* _OPDRACHTOMSCHRIJVING_
Tel in de vermeldingen hieronder de regels waarin de tekenreeks "target" voorkomt. Geef alleen het aantal.
***** VERMELDINGEN BIJ OEFENING
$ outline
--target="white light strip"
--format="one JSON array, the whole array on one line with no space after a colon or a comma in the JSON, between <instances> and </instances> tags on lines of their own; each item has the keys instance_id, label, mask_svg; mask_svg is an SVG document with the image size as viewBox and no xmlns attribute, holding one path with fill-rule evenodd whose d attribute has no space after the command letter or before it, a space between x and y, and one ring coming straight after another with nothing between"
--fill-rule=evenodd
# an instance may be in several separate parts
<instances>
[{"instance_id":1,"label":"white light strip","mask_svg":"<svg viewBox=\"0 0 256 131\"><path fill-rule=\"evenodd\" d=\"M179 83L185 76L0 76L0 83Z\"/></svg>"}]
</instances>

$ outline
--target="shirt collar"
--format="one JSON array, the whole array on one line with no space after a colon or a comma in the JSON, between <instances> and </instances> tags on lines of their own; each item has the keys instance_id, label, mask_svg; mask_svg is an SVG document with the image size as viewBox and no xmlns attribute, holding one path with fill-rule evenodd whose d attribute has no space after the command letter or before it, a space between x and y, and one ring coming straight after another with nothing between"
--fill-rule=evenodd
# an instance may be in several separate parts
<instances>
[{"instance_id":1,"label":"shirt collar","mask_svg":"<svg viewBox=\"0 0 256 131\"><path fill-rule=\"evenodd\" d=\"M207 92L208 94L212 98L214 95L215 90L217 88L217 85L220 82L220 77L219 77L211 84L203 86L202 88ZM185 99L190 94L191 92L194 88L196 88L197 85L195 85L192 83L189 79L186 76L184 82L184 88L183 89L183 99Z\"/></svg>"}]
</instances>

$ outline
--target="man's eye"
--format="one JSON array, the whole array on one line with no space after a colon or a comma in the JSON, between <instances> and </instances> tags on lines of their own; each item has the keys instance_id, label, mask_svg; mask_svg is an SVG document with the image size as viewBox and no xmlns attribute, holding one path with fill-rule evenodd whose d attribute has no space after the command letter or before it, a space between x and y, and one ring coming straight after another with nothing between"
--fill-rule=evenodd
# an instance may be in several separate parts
**********
* _ANTWOORD_
3